---------- Records provided

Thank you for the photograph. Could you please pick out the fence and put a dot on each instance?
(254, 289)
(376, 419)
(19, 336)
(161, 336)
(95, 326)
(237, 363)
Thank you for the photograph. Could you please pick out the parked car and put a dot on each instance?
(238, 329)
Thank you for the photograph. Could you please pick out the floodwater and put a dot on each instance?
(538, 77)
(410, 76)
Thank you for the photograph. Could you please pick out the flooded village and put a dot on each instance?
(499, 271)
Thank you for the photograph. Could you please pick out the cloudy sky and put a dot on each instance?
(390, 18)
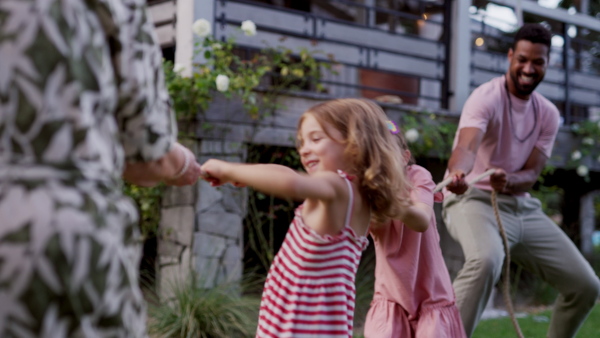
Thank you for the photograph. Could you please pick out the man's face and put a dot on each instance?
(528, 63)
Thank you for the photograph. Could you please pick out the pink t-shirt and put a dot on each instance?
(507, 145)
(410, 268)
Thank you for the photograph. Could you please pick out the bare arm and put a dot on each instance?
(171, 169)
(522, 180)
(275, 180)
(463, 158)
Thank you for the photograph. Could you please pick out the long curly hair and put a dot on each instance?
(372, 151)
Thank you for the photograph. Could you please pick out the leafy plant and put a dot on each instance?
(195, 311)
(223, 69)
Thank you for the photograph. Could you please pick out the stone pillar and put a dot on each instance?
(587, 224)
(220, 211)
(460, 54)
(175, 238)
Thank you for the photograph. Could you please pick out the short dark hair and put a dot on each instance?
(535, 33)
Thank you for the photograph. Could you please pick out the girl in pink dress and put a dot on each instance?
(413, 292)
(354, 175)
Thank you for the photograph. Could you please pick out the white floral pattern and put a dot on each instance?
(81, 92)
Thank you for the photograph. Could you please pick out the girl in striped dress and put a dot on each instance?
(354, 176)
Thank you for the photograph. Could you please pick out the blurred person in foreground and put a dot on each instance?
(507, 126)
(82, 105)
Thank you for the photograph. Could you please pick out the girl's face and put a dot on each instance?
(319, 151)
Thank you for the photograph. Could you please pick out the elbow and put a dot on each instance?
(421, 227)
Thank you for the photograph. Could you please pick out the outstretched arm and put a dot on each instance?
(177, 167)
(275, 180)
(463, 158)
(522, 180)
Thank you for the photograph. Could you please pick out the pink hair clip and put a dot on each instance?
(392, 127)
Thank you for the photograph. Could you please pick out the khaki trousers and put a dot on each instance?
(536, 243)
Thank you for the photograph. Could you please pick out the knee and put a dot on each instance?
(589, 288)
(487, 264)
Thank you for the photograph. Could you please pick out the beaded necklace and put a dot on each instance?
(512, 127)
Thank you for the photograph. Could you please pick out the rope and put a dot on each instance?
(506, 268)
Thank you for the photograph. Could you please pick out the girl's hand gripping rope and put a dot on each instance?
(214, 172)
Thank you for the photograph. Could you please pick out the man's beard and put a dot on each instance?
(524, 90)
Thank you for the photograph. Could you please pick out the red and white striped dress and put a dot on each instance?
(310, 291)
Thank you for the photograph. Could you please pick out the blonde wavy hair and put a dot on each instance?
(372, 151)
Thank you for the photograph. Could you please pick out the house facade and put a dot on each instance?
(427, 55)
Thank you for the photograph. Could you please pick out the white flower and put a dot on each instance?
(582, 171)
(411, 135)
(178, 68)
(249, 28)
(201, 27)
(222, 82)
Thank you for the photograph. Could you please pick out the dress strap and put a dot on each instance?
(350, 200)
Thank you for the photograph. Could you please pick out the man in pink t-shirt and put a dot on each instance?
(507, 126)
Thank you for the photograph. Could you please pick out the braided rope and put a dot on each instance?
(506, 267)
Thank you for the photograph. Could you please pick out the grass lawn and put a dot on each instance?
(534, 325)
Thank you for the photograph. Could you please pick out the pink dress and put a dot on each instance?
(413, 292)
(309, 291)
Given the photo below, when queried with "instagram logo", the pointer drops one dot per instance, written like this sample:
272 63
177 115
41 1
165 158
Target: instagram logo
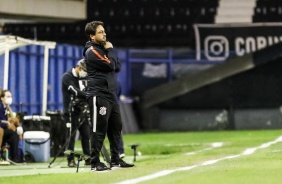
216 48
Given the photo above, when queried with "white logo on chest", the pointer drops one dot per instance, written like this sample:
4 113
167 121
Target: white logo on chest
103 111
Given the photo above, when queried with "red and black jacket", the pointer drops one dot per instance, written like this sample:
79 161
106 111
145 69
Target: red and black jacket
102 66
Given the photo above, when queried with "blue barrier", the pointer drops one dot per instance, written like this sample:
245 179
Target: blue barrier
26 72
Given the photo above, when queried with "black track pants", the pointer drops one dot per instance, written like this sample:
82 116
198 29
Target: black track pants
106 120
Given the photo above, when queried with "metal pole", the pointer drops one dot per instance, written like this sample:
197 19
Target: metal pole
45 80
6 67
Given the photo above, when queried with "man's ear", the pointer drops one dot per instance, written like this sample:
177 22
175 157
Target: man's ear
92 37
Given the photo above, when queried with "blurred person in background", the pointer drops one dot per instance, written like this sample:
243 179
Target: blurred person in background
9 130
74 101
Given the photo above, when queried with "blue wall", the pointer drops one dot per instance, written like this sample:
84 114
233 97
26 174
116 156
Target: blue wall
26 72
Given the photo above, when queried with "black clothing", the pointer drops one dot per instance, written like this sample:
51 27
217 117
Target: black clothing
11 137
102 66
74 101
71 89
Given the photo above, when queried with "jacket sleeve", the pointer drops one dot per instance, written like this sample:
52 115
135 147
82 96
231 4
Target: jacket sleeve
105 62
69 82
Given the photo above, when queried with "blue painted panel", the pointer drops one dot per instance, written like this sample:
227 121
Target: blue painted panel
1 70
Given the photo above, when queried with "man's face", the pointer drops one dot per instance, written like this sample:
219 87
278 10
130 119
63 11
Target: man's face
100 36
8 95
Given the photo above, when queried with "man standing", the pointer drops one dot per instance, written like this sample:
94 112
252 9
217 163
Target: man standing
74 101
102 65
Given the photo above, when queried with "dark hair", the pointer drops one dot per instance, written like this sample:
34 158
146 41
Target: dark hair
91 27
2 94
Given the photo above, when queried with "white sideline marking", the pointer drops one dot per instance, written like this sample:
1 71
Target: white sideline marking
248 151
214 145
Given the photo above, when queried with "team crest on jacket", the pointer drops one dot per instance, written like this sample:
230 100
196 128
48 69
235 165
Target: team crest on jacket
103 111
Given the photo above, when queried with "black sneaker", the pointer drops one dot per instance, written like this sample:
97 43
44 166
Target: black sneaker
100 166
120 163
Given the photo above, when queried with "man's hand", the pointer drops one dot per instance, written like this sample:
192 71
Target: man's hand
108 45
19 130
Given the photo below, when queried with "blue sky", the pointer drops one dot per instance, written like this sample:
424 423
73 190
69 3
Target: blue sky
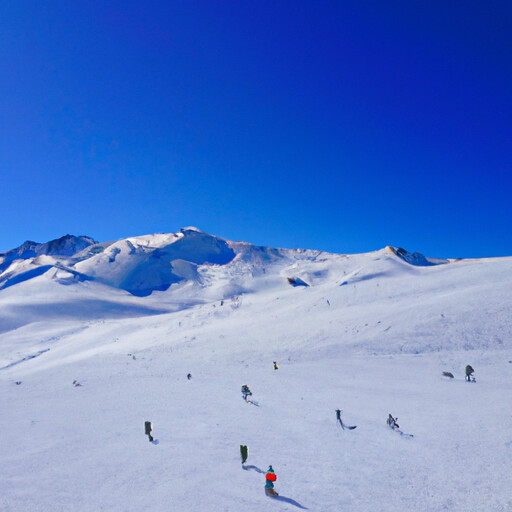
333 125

--------------------

**Exercise:**
How many lines in the data above contain the string "hair", with case counting? Reply with the number alone.

**Written response:**
6